When you start forgetting the bills

Long before they receive a dementia diagnosis, many people start losing their ability to manage their finances. PHOTO: AFP

(NYTIMES) - After Ms Maria Turner's minivan was totalled in an accident a dozen years ago, she grew impatient waiting for the insurance company to process the claim.

One night, she saw a red pickup truck on eBay for US$20,000 (S$26,700). She thought it was just what she needed. She clicked "buy it now" and went to bed.

The next morning, she got an e-mail about arranging delivery. Only then did she remember what she had done. Making such a big purchase with no forethought and then forgetting about it was completely out of character for Ms Turner, then a critical care nurse in Greenville, South Carolina. Although she was able to back out of the deal, the experience scared her.

"I made a joke out of it, but it really disturbed me," she said.

Dataset content -

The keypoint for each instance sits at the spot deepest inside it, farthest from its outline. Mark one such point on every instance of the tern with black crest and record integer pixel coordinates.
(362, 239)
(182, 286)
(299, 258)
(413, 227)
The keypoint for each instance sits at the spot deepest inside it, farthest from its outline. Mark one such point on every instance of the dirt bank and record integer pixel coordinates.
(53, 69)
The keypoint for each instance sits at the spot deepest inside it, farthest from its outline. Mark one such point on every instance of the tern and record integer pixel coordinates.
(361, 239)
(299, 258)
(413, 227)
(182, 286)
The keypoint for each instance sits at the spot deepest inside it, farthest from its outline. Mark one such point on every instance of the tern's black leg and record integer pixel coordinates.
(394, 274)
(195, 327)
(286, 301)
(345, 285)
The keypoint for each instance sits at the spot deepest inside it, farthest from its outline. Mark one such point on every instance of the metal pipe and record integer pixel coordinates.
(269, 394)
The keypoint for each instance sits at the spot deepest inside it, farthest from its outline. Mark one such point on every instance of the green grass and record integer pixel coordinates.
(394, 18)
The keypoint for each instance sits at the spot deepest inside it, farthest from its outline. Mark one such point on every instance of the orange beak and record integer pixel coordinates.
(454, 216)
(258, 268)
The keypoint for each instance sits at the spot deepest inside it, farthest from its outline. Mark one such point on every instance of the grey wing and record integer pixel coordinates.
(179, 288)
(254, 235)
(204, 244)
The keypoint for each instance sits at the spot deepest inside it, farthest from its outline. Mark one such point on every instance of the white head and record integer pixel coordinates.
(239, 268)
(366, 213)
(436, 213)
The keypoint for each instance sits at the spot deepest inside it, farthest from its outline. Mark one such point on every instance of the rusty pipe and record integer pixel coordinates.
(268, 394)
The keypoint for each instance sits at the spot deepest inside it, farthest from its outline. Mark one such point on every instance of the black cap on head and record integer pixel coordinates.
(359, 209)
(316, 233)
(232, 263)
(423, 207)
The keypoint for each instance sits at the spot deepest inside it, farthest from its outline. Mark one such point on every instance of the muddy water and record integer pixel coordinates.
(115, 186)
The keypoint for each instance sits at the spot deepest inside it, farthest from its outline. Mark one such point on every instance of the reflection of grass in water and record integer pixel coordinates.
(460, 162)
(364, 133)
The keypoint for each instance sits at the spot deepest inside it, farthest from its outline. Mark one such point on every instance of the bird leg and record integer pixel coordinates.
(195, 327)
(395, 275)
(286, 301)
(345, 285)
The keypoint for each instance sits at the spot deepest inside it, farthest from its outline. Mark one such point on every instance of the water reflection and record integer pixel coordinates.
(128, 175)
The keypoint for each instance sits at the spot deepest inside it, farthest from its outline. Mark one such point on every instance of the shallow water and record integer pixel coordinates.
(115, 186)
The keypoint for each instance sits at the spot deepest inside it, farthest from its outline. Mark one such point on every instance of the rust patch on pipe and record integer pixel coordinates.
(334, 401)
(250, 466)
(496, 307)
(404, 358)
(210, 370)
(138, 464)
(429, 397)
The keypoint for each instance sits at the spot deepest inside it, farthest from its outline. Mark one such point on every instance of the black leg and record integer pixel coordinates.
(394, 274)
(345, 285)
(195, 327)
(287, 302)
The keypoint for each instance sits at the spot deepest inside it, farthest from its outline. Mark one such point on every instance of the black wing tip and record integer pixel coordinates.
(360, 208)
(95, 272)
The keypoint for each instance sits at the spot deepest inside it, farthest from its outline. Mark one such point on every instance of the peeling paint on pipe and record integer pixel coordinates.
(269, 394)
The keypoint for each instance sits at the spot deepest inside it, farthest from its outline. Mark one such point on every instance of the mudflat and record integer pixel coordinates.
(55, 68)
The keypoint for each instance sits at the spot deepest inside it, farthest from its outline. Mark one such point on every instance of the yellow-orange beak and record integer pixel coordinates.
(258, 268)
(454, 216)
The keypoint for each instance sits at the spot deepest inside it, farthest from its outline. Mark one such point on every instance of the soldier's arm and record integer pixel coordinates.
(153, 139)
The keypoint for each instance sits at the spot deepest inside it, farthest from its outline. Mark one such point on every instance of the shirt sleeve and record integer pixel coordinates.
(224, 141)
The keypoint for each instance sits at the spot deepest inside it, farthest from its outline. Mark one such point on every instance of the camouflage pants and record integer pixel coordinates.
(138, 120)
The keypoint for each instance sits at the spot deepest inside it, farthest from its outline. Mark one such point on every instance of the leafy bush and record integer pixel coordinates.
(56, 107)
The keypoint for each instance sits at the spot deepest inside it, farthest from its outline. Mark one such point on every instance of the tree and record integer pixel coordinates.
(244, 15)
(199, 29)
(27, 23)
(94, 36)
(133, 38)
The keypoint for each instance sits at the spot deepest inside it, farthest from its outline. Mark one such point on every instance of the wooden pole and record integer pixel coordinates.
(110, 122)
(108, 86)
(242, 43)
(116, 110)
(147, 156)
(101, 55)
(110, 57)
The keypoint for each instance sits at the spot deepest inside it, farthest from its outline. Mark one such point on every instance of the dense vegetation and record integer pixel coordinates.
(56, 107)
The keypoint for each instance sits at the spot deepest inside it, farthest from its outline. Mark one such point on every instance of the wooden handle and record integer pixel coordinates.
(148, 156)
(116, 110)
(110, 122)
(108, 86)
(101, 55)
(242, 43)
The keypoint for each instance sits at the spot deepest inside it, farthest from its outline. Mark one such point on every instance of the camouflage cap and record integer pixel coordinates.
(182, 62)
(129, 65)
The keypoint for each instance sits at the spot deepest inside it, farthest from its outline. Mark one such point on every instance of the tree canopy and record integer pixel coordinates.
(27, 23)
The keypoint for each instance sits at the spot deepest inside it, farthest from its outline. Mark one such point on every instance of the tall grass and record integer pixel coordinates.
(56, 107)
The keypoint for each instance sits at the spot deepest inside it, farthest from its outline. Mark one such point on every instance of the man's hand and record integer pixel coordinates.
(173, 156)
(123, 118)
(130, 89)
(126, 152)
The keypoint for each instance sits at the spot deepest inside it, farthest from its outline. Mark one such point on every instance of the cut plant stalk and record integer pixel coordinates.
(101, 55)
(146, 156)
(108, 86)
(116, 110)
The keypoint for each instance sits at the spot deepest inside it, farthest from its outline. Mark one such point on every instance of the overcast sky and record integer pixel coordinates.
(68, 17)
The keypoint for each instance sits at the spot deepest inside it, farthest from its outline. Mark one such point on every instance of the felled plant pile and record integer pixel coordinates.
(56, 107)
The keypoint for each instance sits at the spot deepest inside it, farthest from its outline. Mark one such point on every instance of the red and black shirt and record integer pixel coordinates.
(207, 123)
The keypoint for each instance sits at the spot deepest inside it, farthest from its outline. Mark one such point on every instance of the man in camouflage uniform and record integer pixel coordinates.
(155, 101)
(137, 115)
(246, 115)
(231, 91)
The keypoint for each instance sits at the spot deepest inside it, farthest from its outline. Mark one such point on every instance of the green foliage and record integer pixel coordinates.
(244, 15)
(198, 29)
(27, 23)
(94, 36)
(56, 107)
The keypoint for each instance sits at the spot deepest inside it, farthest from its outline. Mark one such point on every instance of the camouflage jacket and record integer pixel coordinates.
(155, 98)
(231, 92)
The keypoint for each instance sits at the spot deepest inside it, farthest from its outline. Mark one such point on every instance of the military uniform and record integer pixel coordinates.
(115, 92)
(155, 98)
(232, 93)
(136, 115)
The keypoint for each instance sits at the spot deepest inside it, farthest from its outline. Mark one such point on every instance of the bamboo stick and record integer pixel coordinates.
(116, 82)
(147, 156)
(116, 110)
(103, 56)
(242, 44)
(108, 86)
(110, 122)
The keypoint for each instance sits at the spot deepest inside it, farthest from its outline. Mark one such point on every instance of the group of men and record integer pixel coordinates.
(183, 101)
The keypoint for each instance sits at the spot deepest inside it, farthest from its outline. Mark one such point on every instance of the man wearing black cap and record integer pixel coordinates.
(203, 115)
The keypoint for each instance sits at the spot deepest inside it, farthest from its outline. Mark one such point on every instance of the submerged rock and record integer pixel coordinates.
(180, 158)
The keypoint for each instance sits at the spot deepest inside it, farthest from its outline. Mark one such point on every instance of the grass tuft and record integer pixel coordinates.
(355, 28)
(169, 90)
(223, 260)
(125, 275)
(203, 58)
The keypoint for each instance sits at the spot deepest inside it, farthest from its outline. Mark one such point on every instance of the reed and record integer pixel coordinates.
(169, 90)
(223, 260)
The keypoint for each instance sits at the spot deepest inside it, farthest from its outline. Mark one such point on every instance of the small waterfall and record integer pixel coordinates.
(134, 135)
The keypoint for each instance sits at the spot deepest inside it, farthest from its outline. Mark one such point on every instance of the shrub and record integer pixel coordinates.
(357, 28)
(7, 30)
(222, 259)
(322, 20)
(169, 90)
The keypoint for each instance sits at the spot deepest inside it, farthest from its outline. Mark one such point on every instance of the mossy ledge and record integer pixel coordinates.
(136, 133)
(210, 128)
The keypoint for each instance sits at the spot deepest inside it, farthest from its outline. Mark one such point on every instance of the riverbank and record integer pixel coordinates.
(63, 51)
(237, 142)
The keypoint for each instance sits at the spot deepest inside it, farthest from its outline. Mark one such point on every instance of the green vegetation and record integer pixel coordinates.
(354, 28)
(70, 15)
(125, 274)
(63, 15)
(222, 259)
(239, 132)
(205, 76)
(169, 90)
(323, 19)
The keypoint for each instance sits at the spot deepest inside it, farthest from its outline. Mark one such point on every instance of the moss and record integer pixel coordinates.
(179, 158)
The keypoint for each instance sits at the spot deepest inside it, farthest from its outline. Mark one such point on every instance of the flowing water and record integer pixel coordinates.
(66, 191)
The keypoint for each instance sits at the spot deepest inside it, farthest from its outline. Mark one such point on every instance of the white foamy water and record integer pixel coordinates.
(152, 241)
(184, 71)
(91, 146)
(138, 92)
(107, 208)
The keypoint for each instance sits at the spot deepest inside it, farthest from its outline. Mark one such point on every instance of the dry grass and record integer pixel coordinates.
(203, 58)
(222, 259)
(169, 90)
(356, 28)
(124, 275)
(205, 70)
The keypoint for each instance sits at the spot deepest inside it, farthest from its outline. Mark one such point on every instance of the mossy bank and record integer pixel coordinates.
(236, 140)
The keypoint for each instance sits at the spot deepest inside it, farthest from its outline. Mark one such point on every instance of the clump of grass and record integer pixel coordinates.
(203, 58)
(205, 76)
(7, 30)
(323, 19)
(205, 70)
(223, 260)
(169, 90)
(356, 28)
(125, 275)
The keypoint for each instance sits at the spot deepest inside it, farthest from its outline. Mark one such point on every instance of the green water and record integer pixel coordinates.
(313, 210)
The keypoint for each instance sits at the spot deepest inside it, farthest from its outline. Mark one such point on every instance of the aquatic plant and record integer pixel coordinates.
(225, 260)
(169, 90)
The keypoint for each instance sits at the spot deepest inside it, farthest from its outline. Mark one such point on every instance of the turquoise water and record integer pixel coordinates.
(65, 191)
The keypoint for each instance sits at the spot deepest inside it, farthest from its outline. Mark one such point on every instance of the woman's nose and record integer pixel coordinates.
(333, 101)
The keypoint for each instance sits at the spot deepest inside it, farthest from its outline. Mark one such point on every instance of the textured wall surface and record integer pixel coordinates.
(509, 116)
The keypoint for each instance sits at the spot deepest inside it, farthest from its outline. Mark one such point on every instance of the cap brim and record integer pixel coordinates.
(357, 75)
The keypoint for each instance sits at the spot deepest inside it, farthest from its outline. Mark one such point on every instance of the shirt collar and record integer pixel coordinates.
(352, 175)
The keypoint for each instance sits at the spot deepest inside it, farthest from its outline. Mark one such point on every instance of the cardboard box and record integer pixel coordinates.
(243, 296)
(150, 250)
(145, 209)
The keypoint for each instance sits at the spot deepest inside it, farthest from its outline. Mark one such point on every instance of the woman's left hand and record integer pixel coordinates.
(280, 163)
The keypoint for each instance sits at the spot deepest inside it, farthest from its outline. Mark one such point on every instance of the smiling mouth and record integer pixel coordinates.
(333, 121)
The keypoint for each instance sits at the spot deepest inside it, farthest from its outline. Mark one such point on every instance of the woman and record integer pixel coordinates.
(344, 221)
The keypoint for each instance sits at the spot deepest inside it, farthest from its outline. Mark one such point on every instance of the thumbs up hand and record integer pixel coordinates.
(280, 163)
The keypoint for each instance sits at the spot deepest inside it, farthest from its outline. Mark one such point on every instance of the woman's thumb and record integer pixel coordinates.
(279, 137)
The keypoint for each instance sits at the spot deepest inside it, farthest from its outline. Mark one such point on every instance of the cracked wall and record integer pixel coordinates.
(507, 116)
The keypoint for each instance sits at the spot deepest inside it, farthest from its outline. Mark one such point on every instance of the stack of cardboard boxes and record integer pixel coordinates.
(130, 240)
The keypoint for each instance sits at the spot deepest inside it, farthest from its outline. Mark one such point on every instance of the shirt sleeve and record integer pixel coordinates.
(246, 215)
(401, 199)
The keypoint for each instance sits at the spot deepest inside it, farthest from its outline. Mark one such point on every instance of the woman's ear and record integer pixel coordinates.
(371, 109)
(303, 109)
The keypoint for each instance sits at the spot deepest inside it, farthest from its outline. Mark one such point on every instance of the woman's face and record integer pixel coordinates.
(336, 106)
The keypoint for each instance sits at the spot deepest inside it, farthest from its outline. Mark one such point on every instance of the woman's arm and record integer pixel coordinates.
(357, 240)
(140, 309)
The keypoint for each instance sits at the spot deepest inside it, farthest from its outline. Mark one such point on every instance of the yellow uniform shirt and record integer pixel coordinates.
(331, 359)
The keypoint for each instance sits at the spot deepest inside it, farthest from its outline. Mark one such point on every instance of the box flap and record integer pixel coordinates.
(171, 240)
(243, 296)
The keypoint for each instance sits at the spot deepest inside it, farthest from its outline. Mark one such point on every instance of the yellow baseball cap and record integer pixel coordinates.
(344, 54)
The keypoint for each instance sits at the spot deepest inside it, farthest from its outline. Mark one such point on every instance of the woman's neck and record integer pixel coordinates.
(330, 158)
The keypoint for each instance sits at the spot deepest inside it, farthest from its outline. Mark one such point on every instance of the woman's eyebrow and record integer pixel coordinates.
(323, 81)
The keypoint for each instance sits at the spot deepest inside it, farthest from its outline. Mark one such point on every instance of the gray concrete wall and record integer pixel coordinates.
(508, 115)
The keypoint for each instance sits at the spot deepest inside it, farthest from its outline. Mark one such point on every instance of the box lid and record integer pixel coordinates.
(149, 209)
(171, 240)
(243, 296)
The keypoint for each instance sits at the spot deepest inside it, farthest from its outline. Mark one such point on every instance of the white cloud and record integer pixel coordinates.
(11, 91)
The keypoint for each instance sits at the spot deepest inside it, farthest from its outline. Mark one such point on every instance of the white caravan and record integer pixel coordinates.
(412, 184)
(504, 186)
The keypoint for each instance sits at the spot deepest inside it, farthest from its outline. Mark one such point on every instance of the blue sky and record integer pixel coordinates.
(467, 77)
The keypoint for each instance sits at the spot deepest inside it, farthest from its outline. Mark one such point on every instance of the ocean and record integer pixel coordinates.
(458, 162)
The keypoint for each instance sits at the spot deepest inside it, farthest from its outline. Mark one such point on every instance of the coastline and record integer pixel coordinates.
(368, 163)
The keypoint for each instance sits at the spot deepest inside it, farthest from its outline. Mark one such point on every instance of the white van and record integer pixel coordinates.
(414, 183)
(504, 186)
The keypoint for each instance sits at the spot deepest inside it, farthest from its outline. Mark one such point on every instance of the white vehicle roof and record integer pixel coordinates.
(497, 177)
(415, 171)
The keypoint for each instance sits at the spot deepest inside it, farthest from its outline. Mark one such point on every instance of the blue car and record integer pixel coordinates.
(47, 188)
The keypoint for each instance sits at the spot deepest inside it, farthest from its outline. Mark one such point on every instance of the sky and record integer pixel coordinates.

Explore the material -
- A) Reproduce word for word the part of the article on dementia and money that opens with the words containing "Long before they" and closes with "went to bed.".
- B) Write the next part of the article on dementia and money, picking up after its last sentence.

Responses to the exercise -
- A)
Long before they receive a dementia diagnosis, many people start losing their ability to manage their finances. PHOTO: AFP

(NYTIMES) - After Ms Maria Turner's minivan was totalled in an accident a dozen years ago, she grew impatient waiting for the insurance company to process the claim.

One night, she saw a red pickup truck on eBay for US$20,000 (S$26,700). She thought it was just what she needed. She clicked "buy it now" and went to bed.

- B)
It didn't stop her, though. She continued to shop impulsively online with her credit card, buying dozens of pairs of shoes, hospital scrubs and garden gnomes. When boxes arrived, she didn't remember ordering them.

Six years passed before Ms Turner, now 53, got a medical explanation for her spending binges, headaches and memory lapses: Doctors told her that imaging of her brain showed all the hallmarks of chronic traumatic encephalopathy, a degenerative brain disease that can only be definitively diagnosed post-mortem.

It could be linked to the many concussions she suffered as a competitive horseback rider in her youth. Her doctors now also see evidence of Alzheimer's disease and frontotemporal dementia, which affects the frontal and temporal lobes of the brain.

Ms Turner's money troubles aren't unusual among people who are beginning to experience cognitive decline. Long before they receive a dementia diagnosis, many people start losing their ability to manage their finances and make sound decisions as their memory, organisational skills and self-control falter, studies show.

As people fall behind on their bills or make unwise purchases and investments, their bank balances and credit rating may take a hit.

Even during times that aren't complicated by a global health crisis, families may miss the signs that someone is struggling with finances, experts say.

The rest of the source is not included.